* **Cosa si chiede**:
1/ Puoi riassumere in due frasi il brano sulle bioplastiche?
2/ Scrivi il seguito del brano sulle bioplastiche, partendo subito dopo la sua ultima frase.

* **Brano proposto**:
--------------------------------------------------
Biodegradazione o riciclo?

Le bioplastiche potrebbero sembrare la soluzione ideale al problema dell’impatto ambientale della plastica, suggerendo la possibilità di mantenere un’economia lineare in cui questi materiali vengono prodotti, utilizzati e poi trasformati in compost, o addirittura dispersi nell’ambiente, contando sulla loro biodegradabilità. Tuttavia, questa visione è fuorviante e insostenibile. La realtà è che non disponiamo di sufficienti risorse naturali per produrre tutta la biomassa necessaria a soddisfare l’attuale fabbisogno di plastica. Attualmente, solo lo 0,02% dell’uso globale di terreni agricoli è dedicato alla produzione di precursori per le bioplastiche. Tuttavia, è improbabile che la biomassa possa sostituire completamente le risorse fossili nella produzione di plastica. Secondo alcune stime, per sostituire completamente con bioplastiche le 170 milioni di tonnellate di imballaggi in plastica prodotti annualmente nel mondo, sarebbe necessario utilizzare più della metà della produzione mondiale di mais e aumentare del 60% l’utilizzo annuale di acqua dolce dell’Europa.
Inoltre, la biodegradazione non è la soluzione miracolosa in grado di frenare l’inquinamento da plastica. Tutt’altro. Tipicamente si classifica come lo scenario di fine vita meno desiderabile per le bioplastiche, specialmente se avviene in discariche anaerobiche con emissioni libere di gas. La digestione anaerobica industriale offre una potenziale via per il recupero di metano ed energia. Una biodegradazione vera e rapida senza il rilascio di sostanze chimiche tossiche potrebbe rivelarsi utile in contesti in cui non esistono altre forme di riciclo e dovrebbe essere considerata solo come un’opzione di fine vita per polimeri facilmente idrolizzabili, come il PLA, ma è necessaria più ricerca sull’impatto delle microplastiche come prodotti intermedi.
--------------------------------------------------
* **Dati disponibili**:
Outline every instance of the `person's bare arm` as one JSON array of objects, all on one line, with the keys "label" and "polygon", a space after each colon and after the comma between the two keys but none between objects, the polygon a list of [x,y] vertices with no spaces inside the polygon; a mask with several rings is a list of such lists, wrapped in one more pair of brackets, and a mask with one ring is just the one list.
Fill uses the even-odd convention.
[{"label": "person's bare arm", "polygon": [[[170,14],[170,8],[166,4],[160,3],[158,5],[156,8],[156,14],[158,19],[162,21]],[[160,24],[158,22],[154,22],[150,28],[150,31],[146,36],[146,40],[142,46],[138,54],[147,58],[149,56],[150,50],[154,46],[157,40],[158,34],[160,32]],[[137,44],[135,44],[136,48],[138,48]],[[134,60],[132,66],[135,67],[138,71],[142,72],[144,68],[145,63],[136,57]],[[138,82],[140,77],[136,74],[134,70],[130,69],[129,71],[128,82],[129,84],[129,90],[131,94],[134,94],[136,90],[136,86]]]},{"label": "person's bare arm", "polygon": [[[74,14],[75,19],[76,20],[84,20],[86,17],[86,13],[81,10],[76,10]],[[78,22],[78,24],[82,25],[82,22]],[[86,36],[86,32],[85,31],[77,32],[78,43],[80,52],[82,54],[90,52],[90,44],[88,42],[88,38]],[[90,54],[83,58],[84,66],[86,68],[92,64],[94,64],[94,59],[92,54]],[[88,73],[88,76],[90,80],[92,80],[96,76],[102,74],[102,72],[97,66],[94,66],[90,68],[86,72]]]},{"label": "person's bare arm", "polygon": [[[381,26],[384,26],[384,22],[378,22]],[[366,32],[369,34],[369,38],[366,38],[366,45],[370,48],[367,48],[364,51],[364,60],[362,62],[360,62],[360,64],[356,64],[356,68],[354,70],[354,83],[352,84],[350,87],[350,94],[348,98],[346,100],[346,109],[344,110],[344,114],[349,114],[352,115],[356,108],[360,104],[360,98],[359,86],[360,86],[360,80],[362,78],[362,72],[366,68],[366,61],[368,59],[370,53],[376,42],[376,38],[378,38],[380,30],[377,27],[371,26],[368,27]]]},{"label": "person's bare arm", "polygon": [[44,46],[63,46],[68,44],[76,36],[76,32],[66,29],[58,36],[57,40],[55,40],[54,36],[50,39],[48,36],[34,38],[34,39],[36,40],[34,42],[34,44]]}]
--------------------------------------------------
* **Risposte scritte**:
1/ Le bioplastiche sembrano la soluzione ideale all'impatto ambientale della plastica, ma non ci sono risorse naturali sufficienti per produrre tutta la biomassa necessaria: sostituire con esse i 170 milioni di tonnellate annue di imballaggi richiederebbe più della metà della produzione mondiale di mais e il 60% in più dell'acqua dolce usata ogni anno in Europa. Inoltre la biodegradazione non è una soluzione miracolosa ed è di solito lo scenario di fine vita meno desiderabile: potrebbe servire dove mancano altre forme di riciclo e solo per polimeri facilmente idrolizzabili come il PLA, ma occorre più ricerca sulle microplastiche che si formano come prodotti intermedi.

2/
La vera soluzione sostenibile risiede nella transizione verso un’economia circolare, basata sul riciclo e sul riutilizzo dei materiali (figura 4). Per minimizzare l’impatto ambientale e ridurre i rifiuti plastici, è necessario applicare i principi dell’economia circolare a ogni fase della catena di approvvigionamento della plastica. Ciò implica la progettazione di prodotti riutilizzabili e riciclabili, il miglioramento dell’efficienza energetica nella produzione di bioplastiche, l’aumento dei tassi di raccolta e l’implementazione di metodi di riciclo e “upcycling” robusti e circolari. Tuttavia, la realizzazione di questi obiettivi non richiede solo progressi tecnologici, ma anche investimenti economici e incentivi finanziari creati dai legislatori, data la competitività in termini di costi delle pratiche industriali e dei modelli di business lineari già consolidati.